■ **PROBLEM STATEMENT**
Format the lines running from the one containing "intake vent in the photo above." through the end of the items as a JSON list of strings, one string per line, omitting any blank lines.

----- LISTING

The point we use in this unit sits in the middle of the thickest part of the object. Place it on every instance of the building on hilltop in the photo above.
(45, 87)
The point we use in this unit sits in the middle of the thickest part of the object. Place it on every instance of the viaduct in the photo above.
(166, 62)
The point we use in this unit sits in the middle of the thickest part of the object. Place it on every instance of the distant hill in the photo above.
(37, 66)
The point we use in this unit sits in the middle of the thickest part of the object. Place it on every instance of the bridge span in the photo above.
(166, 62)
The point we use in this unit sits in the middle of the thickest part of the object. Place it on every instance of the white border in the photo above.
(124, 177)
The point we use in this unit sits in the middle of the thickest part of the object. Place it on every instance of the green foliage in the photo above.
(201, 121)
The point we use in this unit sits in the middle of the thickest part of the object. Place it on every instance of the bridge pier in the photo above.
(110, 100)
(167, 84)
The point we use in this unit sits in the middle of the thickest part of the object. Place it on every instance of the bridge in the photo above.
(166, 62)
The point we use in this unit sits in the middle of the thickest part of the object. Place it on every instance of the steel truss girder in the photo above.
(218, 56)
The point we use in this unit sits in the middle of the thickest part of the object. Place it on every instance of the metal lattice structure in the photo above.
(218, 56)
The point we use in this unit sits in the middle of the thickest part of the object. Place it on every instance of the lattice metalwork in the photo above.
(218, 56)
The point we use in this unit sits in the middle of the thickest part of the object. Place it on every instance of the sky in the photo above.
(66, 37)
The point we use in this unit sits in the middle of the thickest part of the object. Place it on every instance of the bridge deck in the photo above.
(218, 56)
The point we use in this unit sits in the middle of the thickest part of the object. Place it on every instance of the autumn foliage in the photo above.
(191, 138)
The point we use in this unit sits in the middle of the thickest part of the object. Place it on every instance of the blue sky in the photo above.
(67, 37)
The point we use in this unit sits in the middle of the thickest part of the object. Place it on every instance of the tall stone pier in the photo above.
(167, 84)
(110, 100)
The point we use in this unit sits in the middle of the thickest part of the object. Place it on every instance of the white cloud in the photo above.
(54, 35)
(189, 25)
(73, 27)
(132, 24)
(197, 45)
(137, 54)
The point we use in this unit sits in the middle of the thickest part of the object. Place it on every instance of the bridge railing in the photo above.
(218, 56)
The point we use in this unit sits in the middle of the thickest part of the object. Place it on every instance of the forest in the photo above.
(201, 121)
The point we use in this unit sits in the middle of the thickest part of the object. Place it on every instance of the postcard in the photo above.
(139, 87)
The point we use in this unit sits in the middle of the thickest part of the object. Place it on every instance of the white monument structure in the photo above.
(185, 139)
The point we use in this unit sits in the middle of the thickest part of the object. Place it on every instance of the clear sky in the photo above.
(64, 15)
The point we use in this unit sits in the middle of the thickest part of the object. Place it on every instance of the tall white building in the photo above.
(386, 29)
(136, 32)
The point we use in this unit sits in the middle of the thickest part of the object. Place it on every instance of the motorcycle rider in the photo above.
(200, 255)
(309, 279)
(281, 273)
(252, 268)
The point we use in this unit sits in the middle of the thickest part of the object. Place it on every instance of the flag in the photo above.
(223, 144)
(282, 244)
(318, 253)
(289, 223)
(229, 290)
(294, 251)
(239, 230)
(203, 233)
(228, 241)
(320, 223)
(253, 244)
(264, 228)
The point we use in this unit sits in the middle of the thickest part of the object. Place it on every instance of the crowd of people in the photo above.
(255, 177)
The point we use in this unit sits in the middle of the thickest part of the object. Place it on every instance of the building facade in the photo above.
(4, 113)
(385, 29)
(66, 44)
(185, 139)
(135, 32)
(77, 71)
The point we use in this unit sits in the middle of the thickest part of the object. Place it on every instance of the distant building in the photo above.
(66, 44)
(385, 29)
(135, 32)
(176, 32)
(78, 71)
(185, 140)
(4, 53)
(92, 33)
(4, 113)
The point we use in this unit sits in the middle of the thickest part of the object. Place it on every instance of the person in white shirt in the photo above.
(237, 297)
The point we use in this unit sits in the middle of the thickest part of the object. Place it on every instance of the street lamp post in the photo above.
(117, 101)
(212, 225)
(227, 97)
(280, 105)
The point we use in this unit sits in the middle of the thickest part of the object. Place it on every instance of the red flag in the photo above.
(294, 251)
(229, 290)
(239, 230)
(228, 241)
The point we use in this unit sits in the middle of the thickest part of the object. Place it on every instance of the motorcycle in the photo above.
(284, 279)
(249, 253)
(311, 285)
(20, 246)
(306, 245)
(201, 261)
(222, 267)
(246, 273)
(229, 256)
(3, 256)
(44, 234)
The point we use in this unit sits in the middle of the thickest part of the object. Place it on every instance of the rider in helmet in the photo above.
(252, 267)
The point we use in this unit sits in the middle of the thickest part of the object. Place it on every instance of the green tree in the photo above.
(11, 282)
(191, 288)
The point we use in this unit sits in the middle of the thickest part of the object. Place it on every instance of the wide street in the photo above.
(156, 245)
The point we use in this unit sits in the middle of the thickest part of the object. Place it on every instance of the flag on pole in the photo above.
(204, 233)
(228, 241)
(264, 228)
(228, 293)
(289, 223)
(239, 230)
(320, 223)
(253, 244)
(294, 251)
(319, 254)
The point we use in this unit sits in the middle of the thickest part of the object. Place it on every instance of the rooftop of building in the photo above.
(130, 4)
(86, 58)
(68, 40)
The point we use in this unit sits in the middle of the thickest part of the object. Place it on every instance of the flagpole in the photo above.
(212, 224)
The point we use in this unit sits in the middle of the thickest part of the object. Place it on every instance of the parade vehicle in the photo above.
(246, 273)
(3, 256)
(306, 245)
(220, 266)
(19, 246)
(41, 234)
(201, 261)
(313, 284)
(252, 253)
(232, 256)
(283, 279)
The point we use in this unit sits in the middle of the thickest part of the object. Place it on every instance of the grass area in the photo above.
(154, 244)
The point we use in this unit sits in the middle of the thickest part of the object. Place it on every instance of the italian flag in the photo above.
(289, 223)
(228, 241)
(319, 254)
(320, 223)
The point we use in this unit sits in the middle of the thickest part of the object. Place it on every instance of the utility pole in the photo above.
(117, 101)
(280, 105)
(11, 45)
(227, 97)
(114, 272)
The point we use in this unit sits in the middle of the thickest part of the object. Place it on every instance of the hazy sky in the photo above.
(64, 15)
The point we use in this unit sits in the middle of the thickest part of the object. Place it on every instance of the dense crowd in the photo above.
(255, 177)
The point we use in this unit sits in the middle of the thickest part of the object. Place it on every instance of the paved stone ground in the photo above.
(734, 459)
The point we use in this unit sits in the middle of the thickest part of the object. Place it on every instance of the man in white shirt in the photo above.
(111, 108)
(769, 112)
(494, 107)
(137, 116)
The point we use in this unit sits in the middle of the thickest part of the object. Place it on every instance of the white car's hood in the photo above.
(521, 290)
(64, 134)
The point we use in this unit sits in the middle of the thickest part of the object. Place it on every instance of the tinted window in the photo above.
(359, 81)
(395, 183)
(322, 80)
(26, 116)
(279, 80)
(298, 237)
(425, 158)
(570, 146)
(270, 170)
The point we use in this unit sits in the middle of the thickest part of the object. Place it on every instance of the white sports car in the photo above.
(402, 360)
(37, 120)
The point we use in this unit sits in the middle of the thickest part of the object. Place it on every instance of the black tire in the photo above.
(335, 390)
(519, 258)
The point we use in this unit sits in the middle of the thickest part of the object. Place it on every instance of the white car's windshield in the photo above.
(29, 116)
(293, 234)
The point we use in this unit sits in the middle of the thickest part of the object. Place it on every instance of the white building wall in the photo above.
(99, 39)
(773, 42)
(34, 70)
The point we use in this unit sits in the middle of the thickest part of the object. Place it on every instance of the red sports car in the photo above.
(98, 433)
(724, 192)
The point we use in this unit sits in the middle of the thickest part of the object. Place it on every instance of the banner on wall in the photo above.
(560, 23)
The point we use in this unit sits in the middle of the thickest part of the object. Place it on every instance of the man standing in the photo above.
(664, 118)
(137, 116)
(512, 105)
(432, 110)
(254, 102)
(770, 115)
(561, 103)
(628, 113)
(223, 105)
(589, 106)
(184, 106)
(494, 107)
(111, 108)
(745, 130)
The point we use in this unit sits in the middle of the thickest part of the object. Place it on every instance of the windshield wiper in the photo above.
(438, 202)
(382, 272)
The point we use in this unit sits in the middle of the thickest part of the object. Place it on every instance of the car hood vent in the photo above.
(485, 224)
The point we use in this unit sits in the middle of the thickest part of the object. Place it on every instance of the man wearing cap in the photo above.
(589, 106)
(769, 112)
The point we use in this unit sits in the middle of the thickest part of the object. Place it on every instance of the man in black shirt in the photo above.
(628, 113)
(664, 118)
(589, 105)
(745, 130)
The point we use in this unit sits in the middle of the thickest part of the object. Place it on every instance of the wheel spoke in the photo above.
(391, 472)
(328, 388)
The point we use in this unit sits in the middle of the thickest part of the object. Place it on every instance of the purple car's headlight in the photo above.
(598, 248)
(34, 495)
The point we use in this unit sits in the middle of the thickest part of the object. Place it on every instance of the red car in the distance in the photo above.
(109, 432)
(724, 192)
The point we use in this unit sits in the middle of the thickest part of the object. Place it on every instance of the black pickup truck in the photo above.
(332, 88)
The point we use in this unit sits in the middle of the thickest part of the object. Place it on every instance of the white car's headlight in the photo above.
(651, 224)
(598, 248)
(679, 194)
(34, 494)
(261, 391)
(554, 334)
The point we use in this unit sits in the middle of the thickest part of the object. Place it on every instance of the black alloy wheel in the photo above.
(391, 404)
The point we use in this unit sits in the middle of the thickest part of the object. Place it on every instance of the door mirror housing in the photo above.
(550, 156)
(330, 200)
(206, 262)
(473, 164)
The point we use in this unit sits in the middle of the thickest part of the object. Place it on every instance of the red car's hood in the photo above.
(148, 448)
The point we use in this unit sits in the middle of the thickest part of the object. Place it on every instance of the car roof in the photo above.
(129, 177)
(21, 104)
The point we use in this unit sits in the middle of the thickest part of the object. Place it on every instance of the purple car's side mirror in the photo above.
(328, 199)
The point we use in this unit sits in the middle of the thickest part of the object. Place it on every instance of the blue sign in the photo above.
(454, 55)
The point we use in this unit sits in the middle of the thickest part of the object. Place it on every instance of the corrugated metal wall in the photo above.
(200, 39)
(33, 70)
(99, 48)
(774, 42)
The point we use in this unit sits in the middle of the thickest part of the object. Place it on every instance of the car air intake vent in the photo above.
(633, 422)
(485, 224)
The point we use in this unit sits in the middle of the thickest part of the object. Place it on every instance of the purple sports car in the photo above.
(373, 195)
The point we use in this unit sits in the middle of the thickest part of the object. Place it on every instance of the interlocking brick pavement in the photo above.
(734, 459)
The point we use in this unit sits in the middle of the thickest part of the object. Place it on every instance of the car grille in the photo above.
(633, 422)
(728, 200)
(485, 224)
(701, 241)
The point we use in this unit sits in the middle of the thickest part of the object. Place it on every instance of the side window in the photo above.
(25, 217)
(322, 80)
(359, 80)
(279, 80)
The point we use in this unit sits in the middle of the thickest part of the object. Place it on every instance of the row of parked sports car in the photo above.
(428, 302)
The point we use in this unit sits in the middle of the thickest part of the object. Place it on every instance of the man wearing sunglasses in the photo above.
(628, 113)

----------

■ **WORKED ANSWER**
[
  "The point we use in this unit sits in the middle of the thickest part of the object. Place it on every instance of the car air intake vent in the photo above.",
  "(633, 422)",
  "(485, 224)",
  "The point we use in this unit sits in the middle of the thickest part of the object. Place it on every instance of the purple sports car in the photo above.",
  "(373, 195)",
  "The point we use in this unit sits in the middle of the thickest part of the object. Place it on every instance of the interlocking brick pavement in the photo above.",
  "(734, 459)",
  "The point we use in this unit sits in the middle of the thickest part of the object. Place it on every instance of the car grille in the photo above.",
  "(633, 422)",
  "(728, 200)",
  "(485, 224)",
  "(701, 241)",
  "The point we use in this unit sits in the middle of the thickest part of the object. Place it on every instance of the side window in the photo above.",
  "(25, 217)",
  "(322, 80)",
  "(359, 80)",
  "(279, 80)",
  "The point we use in this unit sits in the middle of the thickest part of the object. Place it on every instance of the row of parked sports car in the photo above.",
  "(428, 302)",
  "The point we use in this unit sits in the middle of the thickest part of the object. Place it on every instance of the man wearing sunglasses in the photo above.",
  "(628, 113)"
]